- Exercise objective:
Quote each line exactly, from the line that contains "of the road" down to the last line of the listing, and no other lines.

- Extracted data:
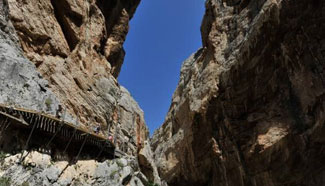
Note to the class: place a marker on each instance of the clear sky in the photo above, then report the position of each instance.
(163, 33)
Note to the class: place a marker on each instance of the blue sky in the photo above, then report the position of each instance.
(163, 33)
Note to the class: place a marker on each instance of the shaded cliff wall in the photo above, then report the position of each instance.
(249, 107)
(77, 47)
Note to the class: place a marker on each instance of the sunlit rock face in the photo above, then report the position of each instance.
(64, 55)
(77, 48)
(249, 107)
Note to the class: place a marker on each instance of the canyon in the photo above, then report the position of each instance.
(248, 109)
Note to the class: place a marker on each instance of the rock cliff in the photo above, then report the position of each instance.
(58, 56)
(77, 49)
(249, 106)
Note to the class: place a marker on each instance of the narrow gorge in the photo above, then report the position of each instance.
(248, 109)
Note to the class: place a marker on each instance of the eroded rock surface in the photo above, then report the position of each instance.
(66, 55)
(39, 169)
(249, 107)
(77, 48)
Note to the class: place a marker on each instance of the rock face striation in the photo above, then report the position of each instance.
(39, 169)
(58, 56)
(249, 106)
(77, 49)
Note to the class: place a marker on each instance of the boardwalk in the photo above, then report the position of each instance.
(43, 130)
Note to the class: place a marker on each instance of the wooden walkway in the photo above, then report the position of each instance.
(55, 130)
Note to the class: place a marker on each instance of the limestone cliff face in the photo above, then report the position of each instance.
(249, 107)
(77, 47)
(66, 55)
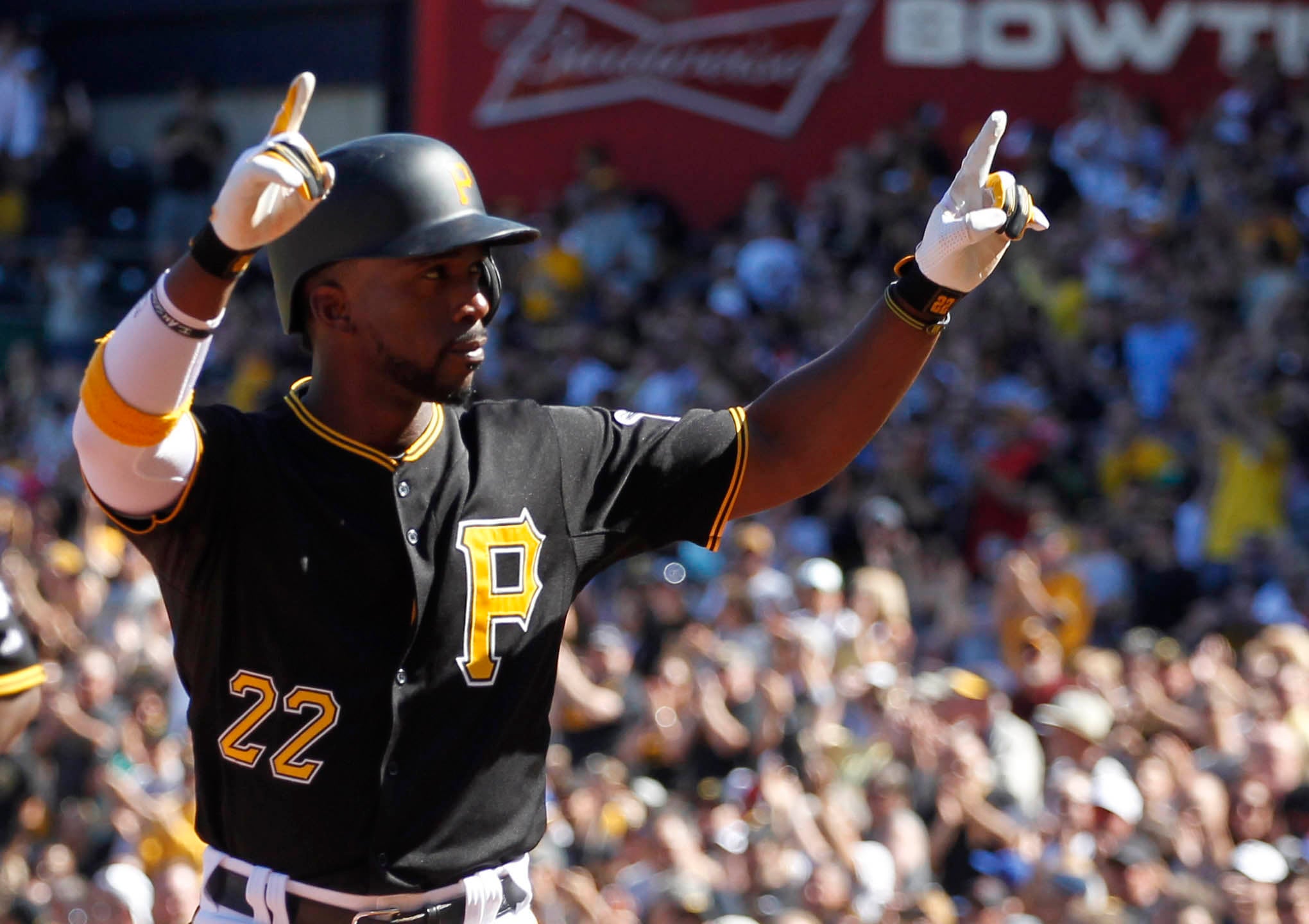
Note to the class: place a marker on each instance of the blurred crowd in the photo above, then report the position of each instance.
(1040, 654)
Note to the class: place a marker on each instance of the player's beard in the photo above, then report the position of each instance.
(424, 381)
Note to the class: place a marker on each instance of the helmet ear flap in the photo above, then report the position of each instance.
(492, 287)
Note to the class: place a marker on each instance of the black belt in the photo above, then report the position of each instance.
(228, 889)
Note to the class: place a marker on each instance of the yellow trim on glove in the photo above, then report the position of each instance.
(21, 680)
(995, 182)
(116, 418)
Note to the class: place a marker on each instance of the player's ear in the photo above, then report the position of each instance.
(329, 308)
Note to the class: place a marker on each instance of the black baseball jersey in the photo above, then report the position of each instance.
(370, 643)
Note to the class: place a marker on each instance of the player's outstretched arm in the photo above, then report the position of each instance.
(133, 431)
(809, 425)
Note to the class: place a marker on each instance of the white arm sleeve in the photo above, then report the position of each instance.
(153, 368)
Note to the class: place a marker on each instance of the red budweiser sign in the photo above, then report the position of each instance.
(760, 69)
(698, 98)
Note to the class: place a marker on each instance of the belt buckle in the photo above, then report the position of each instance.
(368, 915)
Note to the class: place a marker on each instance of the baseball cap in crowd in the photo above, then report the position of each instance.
(941, 685)
(1260, 862)
(1083, 712)
(881, 511)
(753, 538)
(1136, 850)
(64, 558)
(821, 575)
(133, 887)
(1004, 866)
(1115, 791)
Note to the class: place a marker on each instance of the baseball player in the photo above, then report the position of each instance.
(368, 583)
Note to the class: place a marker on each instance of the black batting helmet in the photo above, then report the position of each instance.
(396, 195)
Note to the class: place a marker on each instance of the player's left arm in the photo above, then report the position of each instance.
(809, 425)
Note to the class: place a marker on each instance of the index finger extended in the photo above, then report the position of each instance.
(292, 112)
(977, 164)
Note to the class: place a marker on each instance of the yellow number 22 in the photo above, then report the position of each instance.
(503, 585)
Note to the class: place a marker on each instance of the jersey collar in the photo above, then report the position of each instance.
(426, 440)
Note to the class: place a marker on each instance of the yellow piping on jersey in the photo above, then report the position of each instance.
(420, 445)
(155, 520)
(737, 478)
(116, 418)
(26, 678)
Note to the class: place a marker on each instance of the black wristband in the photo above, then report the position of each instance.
(918, 302)
(216, 258)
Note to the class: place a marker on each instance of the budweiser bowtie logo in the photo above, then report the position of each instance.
(761, 69)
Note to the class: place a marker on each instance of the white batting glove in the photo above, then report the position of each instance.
(277, 182)
(977, 218)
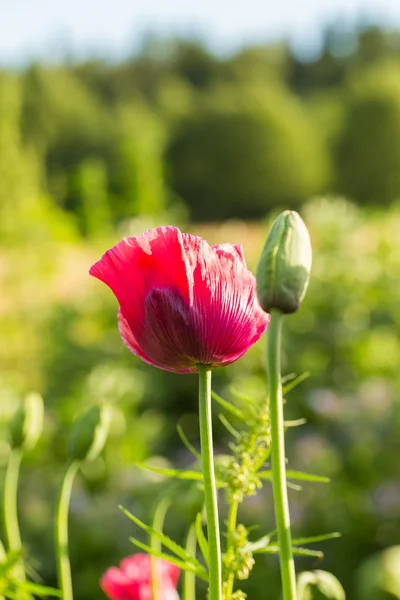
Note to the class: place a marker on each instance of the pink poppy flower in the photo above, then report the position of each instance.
(132, 581)
(182, 302)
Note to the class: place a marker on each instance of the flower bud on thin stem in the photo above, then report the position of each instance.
(285, 264)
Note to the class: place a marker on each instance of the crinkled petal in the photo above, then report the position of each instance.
(117, 585)
(138, 264)
(183, 302)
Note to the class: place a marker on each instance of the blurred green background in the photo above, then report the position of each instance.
(94, 150)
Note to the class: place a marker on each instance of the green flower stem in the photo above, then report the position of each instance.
(210, 487)
(189, 579)
(11, 526)
(232, 517)
(155, 544)
(281, 503)
(61, 533)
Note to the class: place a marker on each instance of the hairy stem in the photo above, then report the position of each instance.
(210, 487)
(61, 533)
(11, 526)
(232, 517)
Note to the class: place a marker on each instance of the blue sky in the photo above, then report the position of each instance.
(32, 28)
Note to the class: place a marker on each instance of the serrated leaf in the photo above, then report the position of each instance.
(186, 442)
(198, 569)
(295, 382)
(316, 538)
(164, 539)
(234, 410)
(201, 539)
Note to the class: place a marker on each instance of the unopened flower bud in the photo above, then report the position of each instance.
(285, 264)
(89, 433)
(27, 425)
(319, 585)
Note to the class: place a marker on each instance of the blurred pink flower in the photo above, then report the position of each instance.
(132, 581)
(182, 302)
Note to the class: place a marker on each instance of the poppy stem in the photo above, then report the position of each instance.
(61, 533)
(210, 486)
(11, 527)
(189, 579)
(288, 575)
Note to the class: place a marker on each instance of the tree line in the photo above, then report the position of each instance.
(84, 146)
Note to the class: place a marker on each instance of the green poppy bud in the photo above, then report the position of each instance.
(27, 424)
(319, 585)
(89, 433)
(285, 264)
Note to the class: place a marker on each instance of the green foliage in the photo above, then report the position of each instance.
(248, 151)
(369, 146)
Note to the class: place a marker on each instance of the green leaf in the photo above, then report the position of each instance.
(179, 474)
(267, 476)
(295, 382)
(174, 473)
(258, 546)
(316, 538)
(307, 477)
(274, 549)
(37, 589)
(164, 539)
(201, 539)
(234, 410)
(307, 552)
(295, 423)
(251, 404)
(198, 569)
(189, 580)
(186, 442)
(158, 520)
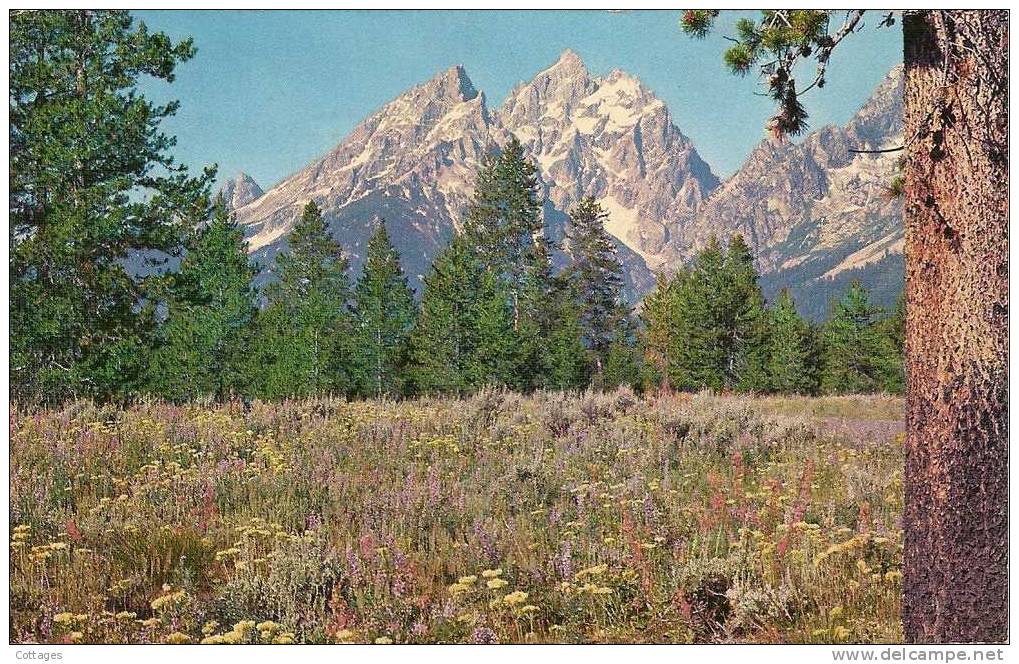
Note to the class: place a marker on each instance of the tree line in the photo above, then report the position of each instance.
(494, 312)
(88, 321)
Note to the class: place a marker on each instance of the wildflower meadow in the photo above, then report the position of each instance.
(554, 517)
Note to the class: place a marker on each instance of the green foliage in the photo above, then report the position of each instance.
(596, 278)
(624, 367)
(85, 144)
(566, 358)
(791, 362)
(211, 305)
(303, 337)
(858, 355)
(384, 312)
(464, 339)
(706, 328)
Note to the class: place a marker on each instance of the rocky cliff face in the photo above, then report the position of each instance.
(239, 190)
(816, 214)
(812, 210)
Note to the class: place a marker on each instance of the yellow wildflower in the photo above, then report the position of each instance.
(517, 597)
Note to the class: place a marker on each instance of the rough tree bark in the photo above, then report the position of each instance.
(956, 516)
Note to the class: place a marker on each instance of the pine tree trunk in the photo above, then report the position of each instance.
(956, 523)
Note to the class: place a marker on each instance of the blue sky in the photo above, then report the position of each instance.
(269, 91)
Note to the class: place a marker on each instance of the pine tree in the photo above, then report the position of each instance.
(596, 275)
(384, 312)
(503, 221)
(566, 362)
(857, 357)
(304, 334)
(623, 362)
(85, 143)
(660, 315)
(744, 320)
(790, 358)
(464, 338)
(504, 229)
(210, 309)
(703, 344)
(955, 186)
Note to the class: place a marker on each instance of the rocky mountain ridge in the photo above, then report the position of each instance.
(812, 210)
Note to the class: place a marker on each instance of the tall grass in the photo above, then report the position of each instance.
(499, 518)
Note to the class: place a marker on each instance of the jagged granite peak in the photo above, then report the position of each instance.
(239, 190)
(611, 139)
(412, 162)
(815, 213)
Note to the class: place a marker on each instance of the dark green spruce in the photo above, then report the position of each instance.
(202, 344)
(85, 144)
(303, 337)
(384, 313)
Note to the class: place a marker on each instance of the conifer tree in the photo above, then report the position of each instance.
(744, 320)
(210, 310)
(857, 357)
(503, 222)
(790, 364)
(660, 315)
(504, 229)
(464, 338)
(623, 362)
(85, 144)
(384, 312)
(303, 336)
(566, 362)
(704, 344)
(596, 275)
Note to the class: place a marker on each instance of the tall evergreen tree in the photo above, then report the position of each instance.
(744, 319)
(503, 222)
(596, 275)
(504, 229)
(85, 142)
(662, 325)
(955, 186)
(565, 361)
(791, 368)
(623, 362)
(703, 342)
(210, 309)
(857, 357)
(304, 334)
(464, 338)
(384, 312)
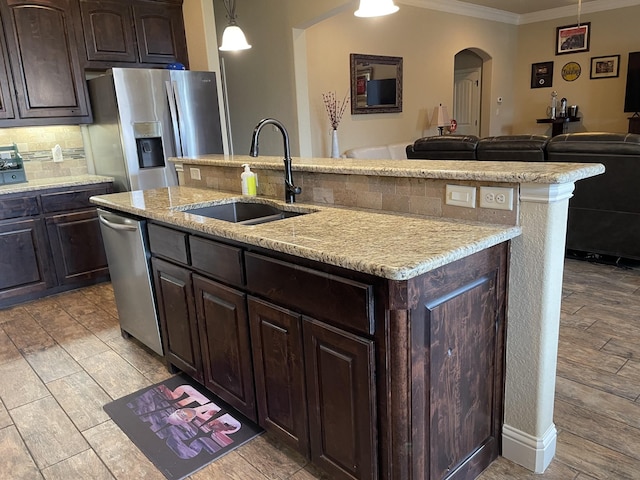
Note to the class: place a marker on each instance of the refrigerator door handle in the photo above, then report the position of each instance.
(174, 110)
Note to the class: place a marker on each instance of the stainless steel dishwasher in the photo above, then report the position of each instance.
(128, 258)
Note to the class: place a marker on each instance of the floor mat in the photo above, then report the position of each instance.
(180, 426)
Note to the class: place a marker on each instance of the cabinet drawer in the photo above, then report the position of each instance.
(70, 200)
(337, 300)
(18, 207)
(168, 243)
(219, 261)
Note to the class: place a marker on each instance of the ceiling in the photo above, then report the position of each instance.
(522, 7)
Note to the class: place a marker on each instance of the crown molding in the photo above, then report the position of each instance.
(486, 13)
(466, 9)
(572, 11)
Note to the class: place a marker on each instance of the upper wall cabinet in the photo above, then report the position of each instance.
(133, 33)
(46, 74)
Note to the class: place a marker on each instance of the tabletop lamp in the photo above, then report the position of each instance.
(440, 118)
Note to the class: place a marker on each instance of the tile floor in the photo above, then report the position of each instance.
(62, 358)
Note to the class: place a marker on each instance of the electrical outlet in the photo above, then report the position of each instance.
(461, 196)
(195, 173)
(499, 198)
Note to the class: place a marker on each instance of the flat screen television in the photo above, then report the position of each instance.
(632, 93)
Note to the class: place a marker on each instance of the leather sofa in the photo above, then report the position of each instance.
(444, 147)
(604, 212)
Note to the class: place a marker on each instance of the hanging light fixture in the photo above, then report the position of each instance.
(233, 37)
(375, 8)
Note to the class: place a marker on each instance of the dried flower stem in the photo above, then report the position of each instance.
(335, 108)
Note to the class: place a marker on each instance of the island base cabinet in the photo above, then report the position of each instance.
(341, 399)
(276, 339)
(225, 343)
(178, 322)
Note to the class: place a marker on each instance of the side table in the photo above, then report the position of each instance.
(558, 124)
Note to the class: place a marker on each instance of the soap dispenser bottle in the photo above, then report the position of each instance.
(249, 181)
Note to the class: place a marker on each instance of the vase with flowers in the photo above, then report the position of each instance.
(335, 110)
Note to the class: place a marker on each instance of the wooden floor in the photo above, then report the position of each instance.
(62, 358)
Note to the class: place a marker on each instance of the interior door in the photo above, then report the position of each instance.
(467, 89)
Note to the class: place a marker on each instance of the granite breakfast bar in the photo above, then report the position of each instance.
(536, 261)
(409, 272)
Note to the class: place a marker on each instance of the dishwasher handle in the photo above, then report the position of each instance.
(117, 226)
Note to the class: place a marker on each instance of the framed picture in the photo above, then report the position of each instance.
(605, 67)
(542, 75)
(573, 38)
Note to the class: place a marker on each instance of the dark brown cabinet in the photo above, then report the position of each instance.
(23, 258)
(133, 33)
(50, 241)
(45, 67)
(278, 363)
(108, 31)
(369, 378)
(180, 335)
(341, 400)
(76, 246)
(226, 349)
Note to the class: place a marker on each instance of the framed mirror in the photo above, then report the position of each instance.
(376, 84)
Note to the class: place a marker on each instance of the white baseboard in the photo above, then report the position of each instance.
(531, 452)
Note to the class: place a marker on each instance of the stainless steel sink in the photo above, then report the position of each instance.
(244, 213)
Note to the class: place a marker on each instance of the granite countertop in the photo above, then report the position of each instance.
(53, 182)
(392, 246)
(508, 172)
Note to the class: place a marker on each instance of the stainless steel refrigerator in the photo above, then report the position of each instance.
(144, 116)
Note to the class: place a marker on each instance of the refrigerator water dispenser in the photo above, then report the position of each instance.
(148, 137)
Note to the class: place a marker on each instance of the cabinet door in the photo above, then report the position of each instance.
(7, 95)
(224, 332)
(41, 40)
(160, 33)
(23, 258)
(276, 340)
(76, 246)
(341, 397)
(108, 31)
(180, 336)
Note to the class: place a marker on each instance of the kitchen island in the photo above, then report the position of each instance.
(412, 345)
(347, 333)
(540, 203)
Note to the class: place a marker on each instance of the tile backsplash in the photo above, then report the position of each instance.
(35, 144)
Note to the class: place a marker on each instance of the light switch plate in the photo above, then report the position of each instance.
(500, 198)
(461, 196)
(195, 173)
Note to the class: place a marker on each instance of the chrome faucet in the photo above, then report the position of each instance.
(290, 190)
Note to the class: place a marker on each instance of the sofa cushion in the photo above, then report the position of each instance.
(444, 147)
(593, 143)
(517, 148)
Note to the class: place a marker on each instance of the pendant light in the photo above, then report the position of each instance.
(375, 8)
(233, 38)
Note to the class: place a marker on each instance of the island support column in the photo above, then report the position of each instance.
(535, 293)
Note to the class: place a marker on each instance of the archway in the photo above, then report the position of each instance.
(471, 84)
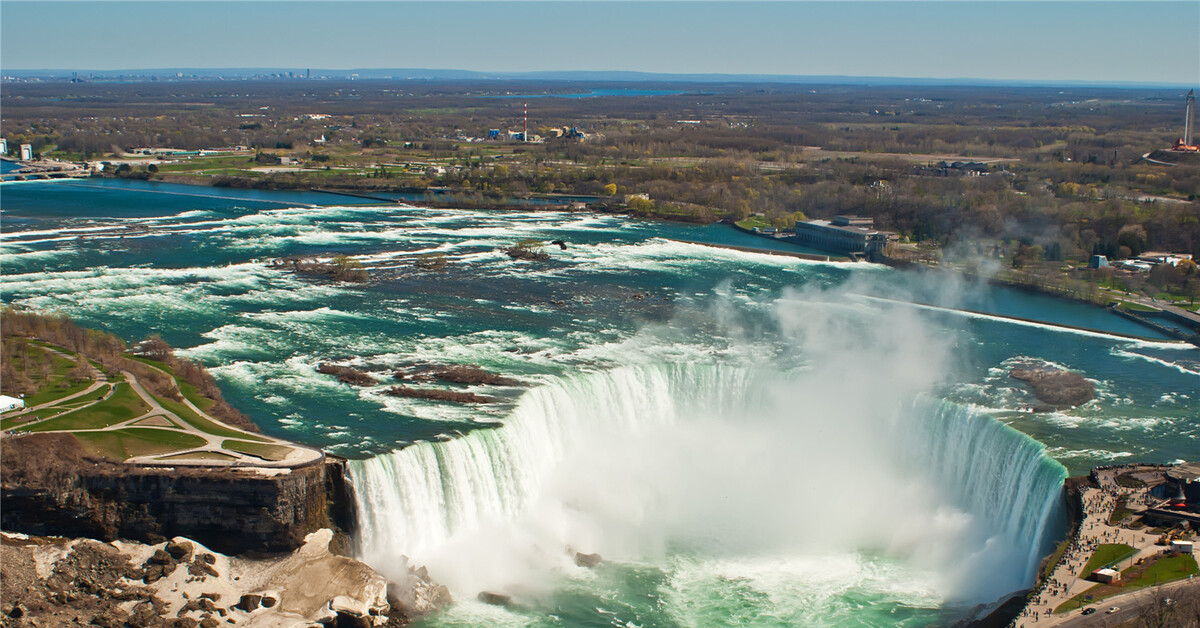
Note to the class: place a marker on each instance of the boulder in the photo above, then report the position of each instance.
(179, 550)
(1056, 388)
(351, 612)
(249, 603)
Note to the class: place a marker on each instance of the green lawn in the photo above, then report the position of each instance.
(1137, 578)
(195, 396)
(753, 221)
(267, 452)
(129, 442)
(64, 387)
(1165, 570)
(156, 364)
(123, 405)
(199, 455)
(1108, 554)
(203, 424)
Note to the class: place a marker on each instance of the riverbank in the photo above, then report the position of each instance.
(184, 584)
(1113, 503)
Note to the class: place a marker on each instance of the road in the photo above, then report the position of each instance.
(159, 417)
(1133, 605)
(1068, 579)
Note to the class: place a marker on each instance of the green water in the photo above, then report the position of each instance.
(191, 264)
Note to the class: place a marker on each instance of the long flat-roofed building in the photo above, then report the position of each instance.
(844, 234)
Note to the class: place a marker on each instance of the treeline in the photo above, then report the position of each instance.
(112, 354)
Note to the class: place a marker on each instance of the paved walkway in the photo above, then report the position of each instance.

- Response box:
Note to the class: place a marker on each instance of the road in the photo above, then report the position of each instance.
(159, 417)
(1133, 605)
(1068, 579)
Note to the class: place a marker on each instance of the green water in the photo above, then report the position of each instance.
(191, 264)
Note to the class: place a marker on each instance of the long flat-roofed building in the photo above, then report the position of each instance.
(844, 234)
Note to the class: place a marker on each instance of the treeline in the photo above, then report the position of each instance.
(112, 354)
Note to the class: place a marker on each instance of the paved walkway in the photo above, then report the position of each instance.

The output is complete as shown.